▶ [What is asked] Reproduce every entry that follows word for word, but omit the images.

▶ [Named-object pointing records]

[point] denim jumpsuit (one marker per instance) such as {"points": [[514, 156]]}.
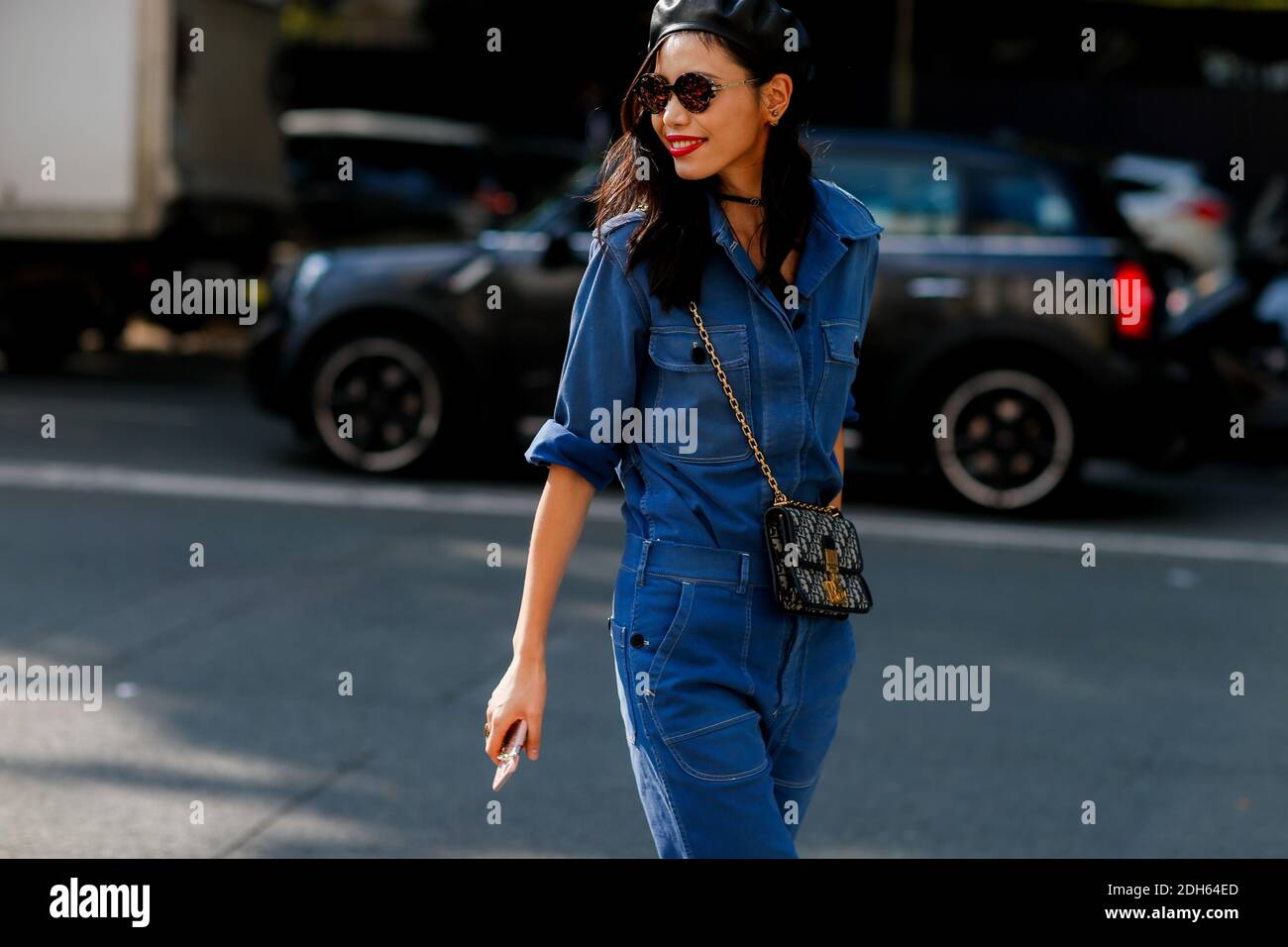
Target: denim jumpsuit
{"points": [[728, 702]]}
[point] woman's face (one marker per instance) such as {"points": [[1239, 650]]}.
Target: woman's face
{"points": [[729, 133]]}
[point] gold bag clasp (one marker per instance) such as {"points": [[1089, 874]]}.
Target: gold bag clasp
{"points": [[833, 585]]}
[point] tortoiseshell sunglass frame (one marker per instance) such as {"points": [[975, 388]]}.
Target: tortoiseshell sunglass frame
{"points": [[692, 89]]}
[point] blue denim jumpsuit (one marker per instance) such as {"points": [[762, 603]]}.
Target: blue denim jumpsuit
{"points": [[728, 702]]}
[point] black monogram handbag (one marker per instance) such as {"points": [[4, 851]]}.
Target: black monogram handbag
{"points": [[812, 551]]}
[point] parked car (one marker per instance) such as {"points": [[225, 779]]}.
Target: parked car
{"points": [[1177, 215], [403, 339]]}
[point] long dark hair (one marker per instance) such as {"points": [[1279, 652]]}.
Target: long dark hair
{"points": [[675, 235]]}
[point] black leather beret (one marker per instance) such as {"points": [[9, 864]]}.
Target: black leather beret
{"points": [[758, 25]]}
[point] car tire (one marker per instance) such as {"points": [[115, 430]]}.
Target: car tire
{"points": [[1010, 440], [393, 390]]}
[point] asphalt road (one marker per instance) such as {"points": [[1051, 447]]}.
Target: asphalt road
{"points": [[1107, 684]]}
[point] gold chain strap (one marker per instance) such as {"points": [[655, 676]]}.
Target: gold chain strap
{"points": [[781, 499]]}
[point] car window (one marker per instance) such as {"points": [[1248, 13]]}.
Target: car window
{"points": [[900, 191], [550, 211], [1018, 202]]}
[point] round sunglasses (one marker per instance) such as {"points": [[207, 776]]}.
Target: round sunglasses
{"points": [[692, 89]]}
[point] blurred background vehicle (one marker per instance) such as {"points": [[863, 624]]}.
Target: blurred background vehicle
{"points": [[1184, 221], [412, 176], [175, 166], [398, 337]]}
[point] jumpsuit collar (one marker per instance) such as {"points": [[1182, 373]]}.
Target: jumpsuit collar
{"points": [[835, 222]]}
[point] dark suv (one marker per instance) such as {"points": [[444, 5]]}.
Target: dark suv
{"points": [[982, 359]]}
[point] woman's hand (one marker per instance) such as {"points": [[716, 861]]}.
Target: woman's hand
{"points": [[519, 696]]}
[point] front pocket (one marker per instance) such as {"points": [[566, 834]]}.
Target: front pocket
{"points": [[694, 420], [841, 351], [698, 690]]}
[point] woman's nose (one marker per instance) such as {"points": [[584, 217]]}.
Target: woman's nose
{"points": [[675, 114]]}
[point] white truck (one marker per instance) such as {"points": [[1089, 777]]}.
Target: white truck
{"points": [[137, 138]]}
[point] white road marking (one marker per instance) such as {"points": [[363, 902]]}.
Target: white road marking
{"points": [[522, 502], [30, 410]]}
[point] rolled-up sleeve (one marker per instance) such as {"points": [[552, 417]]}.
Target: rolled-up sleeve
{"points": [[605, 337], [851, 414]]}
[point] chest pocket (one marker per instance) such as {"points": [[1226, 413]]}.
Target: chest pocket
{"points": [[692, 420], [840, 367]]}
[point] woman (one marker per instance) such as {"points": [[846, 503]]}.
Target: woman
{"points": [[728, 702]]}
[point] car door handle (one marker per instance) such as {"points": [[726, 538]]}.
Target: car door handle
{"points": [[936, 287]]}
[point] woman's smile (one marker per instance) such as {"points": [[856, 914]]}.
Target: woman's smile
{"points": [[683, 145]]}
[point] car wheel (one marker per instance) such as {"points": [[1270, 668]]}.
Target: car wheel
{"points": [[391, 392], [1010, 440]]}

▶ [Exercise answer]
[point] denim jumpsuit (one marker per instance) such as {"points": [[514, 156]]}.
Target: denim jumpsuit
{"points": [[728, 702]]}
[point] woman's face (one marker per instance) such as {"points": [[1239, 650]]}.
Target: woman's face
{"points": [[729, 133]]}
[point] gold bag clasp (one marker per instance) such as {"points": [[1089, 874]]}.
Target: gold bag clasp
{"points": [[833, 585]]}
[point] tortoiseshell sunglass frame (one marker per instance) such as {"points": [[975, 388]]}.
Target: tortoiseshell sunglass frame
{"points": [[692, 89]]}
[point] blue denim jumpsuit (one marker per instance) such as {"points": [[762, 603]]}.
Target: blue denim jumpsuit
{"points": [[728, 702]]}
[point] black monogram handbag (one marker per instance) such as {"points": [[4, 851]]}.
Target: black monogram handbag
{"points": [[812, 551]]}
[point] parked car (one marker per instance) such as {"points": [[225, 779]]}.
Target: parked car
{"points": [[1177, 215], [403, 339]]}
[point] long dark hair (one marker per instance) such as {"points": [[1279, 652]]}.
Target: long dark hair
{"points": [[675, 235]]}
[point] black leather beret (one marker per instance) such as {"points": [[9, 864]]}.
Target: black leather beret
{"points": [[758, 25]]}
[point] car tire (one marker per instance) such as {"points": [[115, 430]]}.
Target: car tire
{"points": [[1010, 440], [393, 390]]}
[point] asphalt road (one marker per instance) such as {"points": [[1051, 447]]}.
Target: asphalt road
{"points": [[1107, 684]]}
[point] gold chain strap (one marker per instance) such as {"points": [[655, 676]]}.
Target: gold chain strap
{"points": [[781, 499]]}
[point] car window (one marker per instance) such as {"points": [[1248, 13]]}.
Target: car window
{"points": [[900, 191], [550, 211], [1018, 202]]}
[point] round sunglasses (one marker per instance) such as {"points": [[207, 776]]}.
Target: round sunglasses
{"points": [[692, 89]]}
[point] blurred background vehicle (one marker per instance) such as {"points": [[863, 624]]}.
Target: blurred background vehicle
{"points": [[1184, 221], [412, 176], [175, 166], [398, 337]]}
[point] jumpsuit collar (one marker per instance) such as {"points": [[1182, 373]]}.
Target: jumpsuit collar
{"points": [[835, 222]]}
[point] dark suv (one marker per instance) such as {"points": [[444, 5]]}.
Target: dark suv
{"points": [[982, 359]]}
[point] woman's hand (one marker per instance) such as {"points": [[716, 861]]}.
Target: woman's hand
{"points": [[519, 696]]}
[point] front pocket (one marker per instance) such as {"points": [[566, 834]]}.
Target: front pocket
{"points": [[694, 420], [841, 351], [698, 690]]}
[point] woman's nose (one marker per instance) such as {"points": [[584, 217]]}.
Target: woman's nose
{"points": [[675, 114]]}
[point] white truck (one marker per instance) such as {"points": [[1089, 777]]}.
Target: white truck
{"points": [[137, 138]]}
[point] white road marking (one marker per instance) such as {"points": [[363, 902]]}.
Target: white road marking
{"points": [[522, 502], [30, 410]]}
[point] rolled-up sleeve (one marker per instance) such as {"points": [[552, 417]]}.
Target: rolled-up sleeve
{"points": [[605, 337], [851, 414]]}
[point] chest pocket (one marker per instance) such as {"points": [[1226, 413]]}.
Target: chest pocket
{"points": [[692, 420], [840, 367]]}
[point] woman (one marker per instance) such as {"points": [[846, 503]]}.
Target: woman
{"points": [[728, 702]]}
[point] car door handle (one marker per instance) such as {"points": [[726, 538]]}.
Target: car door handle
{"points": [[936, 287]]}
[point] woman's smile (one marker per instance) such as {"points": [[856, 914]]}.
Target: woman's smile
{"points": [[683, 145]]}
[point] car wheel (one marker per instance) such as {"points": [[1270, 668]]}.
Target: car wheel
{"points": [[391, 392], [1010, 440]]}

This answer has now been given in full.